- [Exercise task] Transcribe the material in full, exactly as written.

[Stored items from a collection]
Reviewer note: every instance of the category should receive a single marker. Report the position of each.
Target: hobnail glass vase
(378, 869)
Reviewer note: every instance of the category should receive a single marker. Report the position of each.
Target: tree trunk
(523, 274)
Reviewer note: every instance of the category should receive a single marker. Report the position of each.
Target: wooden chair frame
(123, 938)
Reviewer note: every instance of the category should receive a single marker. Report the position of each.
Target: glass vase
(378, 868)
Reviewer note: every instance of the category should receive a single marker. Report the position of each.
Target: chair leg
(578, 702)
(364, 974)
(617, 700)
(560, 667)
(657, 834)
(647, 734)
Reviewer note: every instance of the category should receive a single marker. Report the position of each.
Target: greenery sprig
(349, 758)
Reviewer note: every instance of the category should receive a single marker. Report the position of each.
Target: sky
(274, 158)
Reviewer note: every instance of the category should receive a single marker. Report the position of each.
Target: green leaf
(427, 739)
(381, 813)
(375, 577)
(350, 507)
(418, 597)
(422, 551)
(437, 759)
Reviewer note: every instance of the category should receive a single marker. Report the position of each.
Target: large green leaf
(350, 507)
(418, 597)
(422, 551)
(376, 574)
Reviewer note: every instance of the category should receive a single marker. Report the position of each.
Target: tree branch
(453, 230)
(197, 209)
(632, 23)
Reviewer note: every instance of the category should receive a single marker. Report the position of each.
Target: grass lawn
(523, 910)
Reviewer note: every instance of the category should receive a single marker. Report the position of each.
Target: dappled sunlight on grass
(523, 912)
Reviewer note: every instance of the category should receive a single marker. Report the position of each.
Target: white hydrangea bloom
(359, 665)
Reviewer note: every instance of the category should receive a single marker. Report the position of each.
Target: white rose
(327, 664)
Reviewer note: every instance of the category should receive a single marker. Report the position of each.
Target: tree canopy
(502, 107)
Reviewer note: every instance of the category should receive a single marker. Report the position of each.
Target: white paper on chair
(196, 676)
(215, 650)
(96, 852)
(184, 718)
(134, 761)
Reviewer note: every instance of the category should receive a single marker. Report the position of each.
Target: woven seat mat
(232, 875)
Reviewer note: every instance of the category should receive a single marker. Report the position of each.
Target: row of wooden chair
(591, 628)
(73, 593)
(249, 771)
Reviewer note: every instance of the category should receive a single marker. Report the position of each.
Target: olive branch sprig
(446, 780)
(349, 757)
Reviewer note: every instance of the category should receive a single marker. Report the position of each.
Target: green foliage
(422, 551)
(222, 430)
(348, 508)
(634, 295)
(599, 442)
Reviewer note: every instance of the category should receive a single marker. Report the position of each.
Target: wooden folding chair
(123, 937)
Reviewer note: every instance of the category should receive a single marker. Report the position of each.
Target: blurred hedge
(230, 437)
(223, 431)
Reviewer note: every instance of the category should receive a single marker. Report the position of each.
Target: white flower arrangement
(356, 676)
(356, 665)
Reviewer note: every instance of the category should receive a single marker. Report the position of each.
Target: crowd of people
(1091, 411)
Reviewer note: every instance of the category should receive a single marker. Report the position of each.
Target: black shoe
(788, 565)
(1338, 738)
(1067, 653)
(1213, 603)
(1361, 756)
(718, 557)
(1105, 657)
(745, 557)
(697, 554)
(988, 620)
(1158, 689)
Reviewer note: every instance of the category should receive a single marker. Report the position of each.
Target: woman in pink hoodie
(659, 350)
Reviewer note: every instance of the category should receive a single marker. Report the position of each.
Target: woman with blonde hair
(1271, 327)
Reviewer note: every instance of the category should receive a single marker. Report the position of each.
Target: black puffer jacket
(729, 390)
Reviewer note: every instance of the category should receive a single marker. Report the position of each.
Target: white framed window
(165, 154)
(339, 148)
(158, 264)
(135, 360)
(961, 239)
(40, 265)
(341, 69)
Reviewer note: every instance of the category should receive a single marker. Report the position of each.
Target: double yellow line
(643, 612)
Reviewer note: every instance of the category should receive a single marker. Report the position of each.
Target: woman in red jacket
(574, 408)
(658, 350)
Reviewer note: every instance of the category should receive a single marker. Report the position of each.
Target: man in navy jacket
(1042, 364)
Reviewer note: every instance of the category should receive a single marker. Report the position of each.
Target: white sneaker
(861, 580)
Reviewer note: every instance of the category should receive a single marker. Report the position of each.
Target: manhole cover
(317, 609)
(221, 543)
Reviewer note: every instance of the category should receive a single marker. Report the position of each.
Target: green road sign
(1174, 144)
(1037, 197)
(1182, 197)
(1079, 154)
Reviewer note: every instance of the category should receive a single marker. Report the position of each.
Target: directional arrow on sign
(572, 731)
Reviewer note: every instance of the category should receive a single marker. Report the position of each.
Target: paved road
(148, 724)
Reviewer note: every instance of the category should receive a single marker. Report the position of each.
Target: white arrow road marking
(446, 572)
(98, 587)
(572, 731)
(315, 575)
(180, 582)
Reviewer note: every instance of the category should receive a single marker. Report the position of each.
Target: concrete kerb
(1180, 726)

- [Task answer]
Reviewer note: every instance of the category should receive a single marker. Report the position of each.
Target: hobnail glass vase
(378, 869)
Reviewer note: every instance of the category should receive a single marker. Report the position of each.
Target: tree trunk
(523, 274)
Reviewer note: every instance of the category should receive a single marker. Report the position of each.
Target: wooden chair frame
(123, 938)
Reviewer note: every instance of the category should receive a single marker. Report the position of each.
Target: glass vase
(378, 868)
Reviewer note: every instance of the category should receive a single marker. Report the position of each.
Target: chair leg
(578, 702)
(364, 974)
(617, 700)
(560, 667)
(657, 834)
(647, 734)
Reviewer note: every instance of the category should receive a single marker. Report the position of each.
Target: greenery sprig
(349, 758)
Reviewer note: every instance of the category should receive a single marker. Report the position of each.
Target: sky
(274, 158)
Reviewer note: every instance of the category should receive a single marker. Report the position of each.
Target: green leaf
(427, 739)
(381, 813)
(375, 577)
(350, 507)
(418, 597)
(422, 551)
(437, 759)
Reviewer note: every instance of the category should receive a single marker. Report the position of each.
Target: large green leaf
(350, 507)
(418, 597)
(422, 551)
(376, 574)
Reviewer note: every instance of the category should receive a single marker. Report the position of each.
Target: tree branch
(453, 230)
(197, 209)
(632, 23)
Reviewer note: every instance of the category should receive a single marker. Report the position of each.
Target: grass lawn
(523, 910)
Reviewer note: every instance of the category should receive a single marker. Report the position of each.
Target: dappled sunlight on grass
(523, 912)
Reviewer note: every instance of the category should receive a single marker. Report the position of each.
Target: white hydrangea bloom
(359, 665)
Reviewer note: every instance of the category should receive a single marker. Report the position of each.
Target: white rose
(327, 664)
Reviewer note: every instance of the category should receive a single marker. Report the position of each.
Target: tree canopy
(502, 107)
Reviewer note: every instance of the category should receive a single marker. Report the position of each.
Target: white paper on chair
(196, 676)
(215, 650)
(96, 852)
(184, 718)
(134, 761)
Reviewer note: every instance of the category should receive a single marker. Report the position of each.
Target: woven seat mat
(232, 875)
Reviewer note: every instance of the category should receive a single marker. Report the position of each.
Target: row of wooden chair
(591, 628)
(73, 593)
(249, 771)
Reviewer note: every instance of the category should receive a single marker. Report the position of each.
Target: olive branch sprig
(446, 780)
(349, 757)
Reviewer note: every instance of the category should receive a single marker. Report the position of each.
Target: green foliage
(422, 551)
(222, 430)
(348, 508)
(634, 295)
(599, 442)
Reviewer note: every instance of the category should receive a single marker. Report the position of each.
Target: wooden folding chair
(123, 937)
Reviewer note: every instance of the category should receive a single marker. Report the position of each.
Target: blurred hedge
(230, 437)
(223, 431)
Reviewer note: every instance of the category should receive a single marker. Report the position of each.
Target: white flower arrangement
(356, 676)
(356, 665)
Reviewer note: every instance of the category should receive a single marker. Report the position of each.
Target: crowd of people
(1091, 411)
Reviewer note: every instance of the category should receive a single marker. Report the position of each.
Target: black shoe
(788, 565)
(1338, 738)
(1067, 653)
(1213, 603)
(1361, 756)
(718, 557)
(1105, 657)
(745, 557)
(697, 554)
(988, 620)
(1158, 689)
Reviewer note: every instance of the category should receive a single marker. Report the position of each.
Target: woman in pink hoodie
(659, 350)
Reviewer note: every instance of the category should receive a single marker. Report the position of each.
Target: woman with blonde hair
(1271, 327)
Reviewer note: every instance of the category should receive a single marker. Report the position of each.
Target: black puffer jacket
(729, 390)
Reviewer note: every instance of the category should receive a single marker. Report the position of each.
Target: white framed window
(165, 154)
(339, 148)
(158, 264)
(135, 360)
(961, 239)
(40, 265)
(341, 69)
Reviewer note: every instance of the category should receive a single marker. Report the position of each.
Target: double yellow line
(643, 612)
Reviewer note: every instance of the category should receive a single marker. Report the position of each.
Target: woman in red jacket
(574, 408)
(658, 350)
Reviewer note: every instance of the category should receive a single marker. Report the position of each.
Target: man in navy jacket
(1042, 364)
Reviewer note: every instance of the category should receive a single marker. Report the position of each.
Target: white sneaker
(861, 580)
Reviewer note: every instance of the category should receive a single marker. Report the position of each.
Target: manhole cover
(317, 609)
(221, 543)
Reviewer note: every instance of the category should receive a single marker. Report the position of each.
Target: green road sign
(1174, 144)
(1037, 197)
(1182, 197)
(1079, 154)
Reviewer note: every instance of the category should receive a single marker. Report the position of each.
Target: directional arrow on sign
(572, 731)
Reviewer note: every instance of the category should receive a single marker. Report the position of each.
Target: paved road
(148, 724)
Reviewer note: every instance of the category should receive a single marker. Report the position of each.
Target: white arrow road marking
(446, 572)
(98, 587)
(572, 731)
(315, 575)
(180, 582)
Reviewer note: every instance of the category should receive a single marker. Report the position of each.
Target: concrete kerb
(1180, 726)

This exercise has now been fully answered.